TEXT SHOWN Start Marker
Program Official

Principal Investigator

Garnet L.
Anderson
Awardee Organization

Fred Hutchinson Cancer Center
United States

Fiscal Year
2025
Activity Code
UG1
Early Stage Investigator Grants (ESI)
Not Applicable
Project End Date

NCI Cancer Screening Research Network: Coordinating and Communication Center

This application is being submitted in response to the NOSI identified as NOT-CA-24-111. The NCI-initiated Cancer Screening Research Network (CSRN) is a cooperative group developed to advance early detection research into population-level trials and related studies to evaluate novel approaches to cancer screening. The Vanguard trial is the first CSRN study and its primary objectives are 1) to determine the feasibility of a randomized controlled trial of two novel multicancer detection (MCD) assays and 2) to ensure equitable participation through recruiting and retaining diverse populations. Fred Hutchinson Cancer Center serves as the coordinating and communications center (CCC) for the Vanguard study and CSRN, providing scientific leadership, training, implementation support and monitoring for nine accrual and enrollment sites (“ACCESS Hubs”) located across the United States in diverse geographical, socioeconomic, and cultural communities. In year 1, the CCC has developed and supported the CSRN committee structure, led protocol development, initiated staff training and served as the primary point of contact for ACCESS Hubs. Through these interactions, the CCC has become aware of the larger number and greater diversity and complexity of the ACCESS Hubs and their recruitment plans to reach under-represented and underserved populations. Each ACCESS Hub will coordinate multiple recruitment sites, some concentrated in well-circumscribed urban areas and others dispersed regionally or even nationally. Some will recruit from a single, closed health system while others will use a combination of academic medical centers, private clinics and federally qualified health centers. An additional complexity of the Vanguard trial is in supporting diagnostic workflows for MCD tests, since neither the screening program sensitivity nor the accuracy of tissue of origin predictions are known and the facilities available and associated costs concerns vary considerably across sites. To meet the unanticipated demands of this first RCT of MCD assays in the US, we propose to: 1) Expand Community Advisory Board (CAB) participation; 2) Provide additional language translations of participant materials; 3) Provide additional recruitment and retention materials; 4) Increase training and monitoring resources; 5) Increase investigator time for committee work, engagement with Hubs, and implementation of a diagnostic review board.
TEXT SHOWN End Marker
TASK REQUIREMENTS
Please reproduce the portion of the grant summary between "Principal Investigator" and "Investigator Grants (ESI)", inclusive. The entries have nothing to do with this.
SOURCE INFORMATION Start Marker
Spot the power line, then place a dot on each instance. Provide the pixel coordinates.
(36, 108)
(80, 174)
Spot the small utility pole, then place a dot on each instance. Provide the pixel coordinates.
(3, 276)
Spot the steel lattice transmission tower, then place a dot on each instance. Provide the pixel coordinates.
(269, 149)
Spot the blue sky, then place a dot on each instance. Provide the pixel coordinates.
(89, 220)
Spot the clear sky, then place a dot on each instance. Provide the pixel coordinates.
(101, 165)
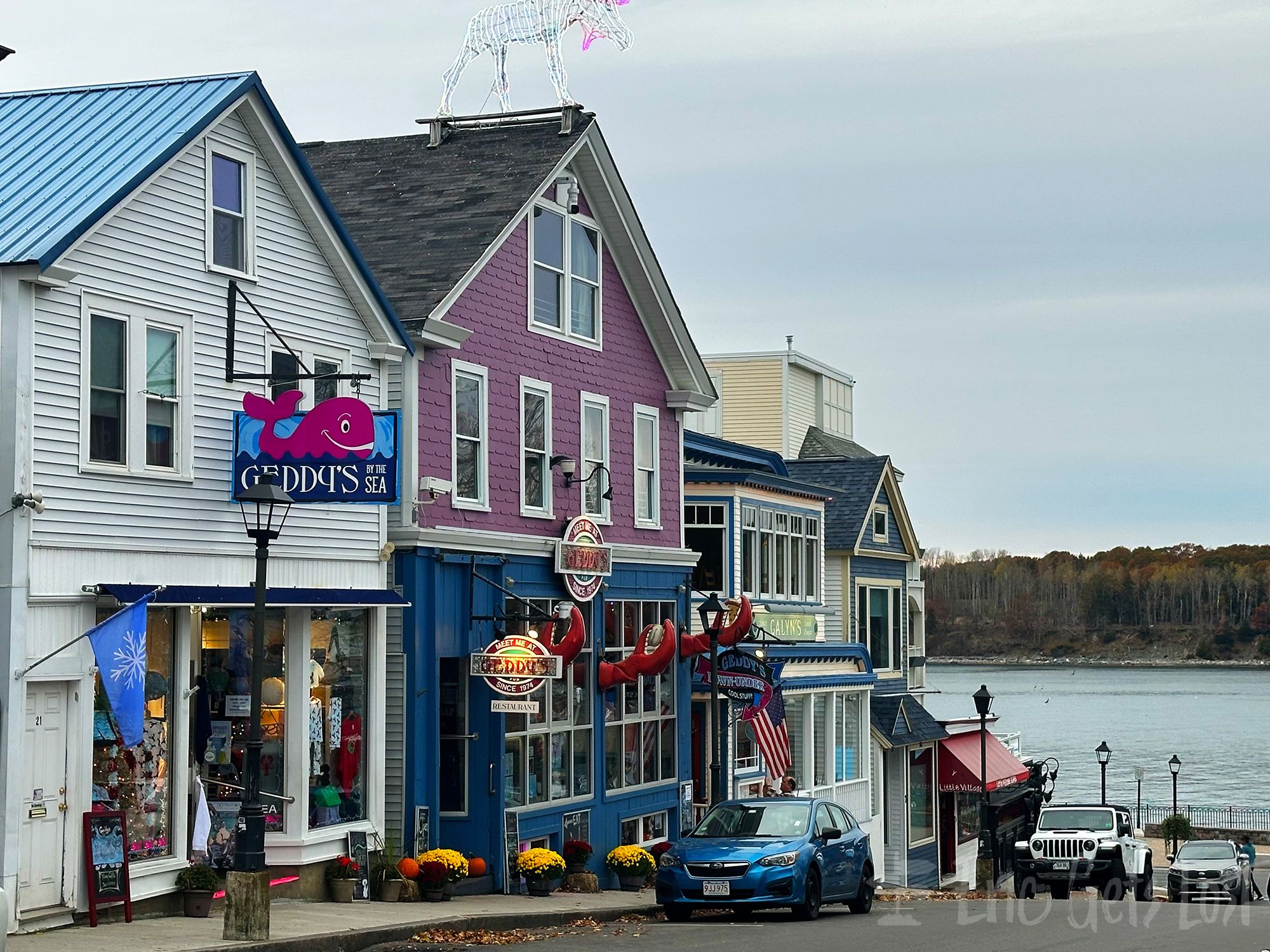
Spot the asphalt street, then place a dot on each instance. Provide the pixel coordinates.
(956, 926)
SOURCE INFORMATION End Marker
ANSWER SECTION
Principal Investigator

Garnet L.
Anderson
Awardee Organization

Fred Hutchinson Cancer Center
United States

Fiscal Year
2025
Activity Code
UG1
Early Stage Investigator Grants (ESI)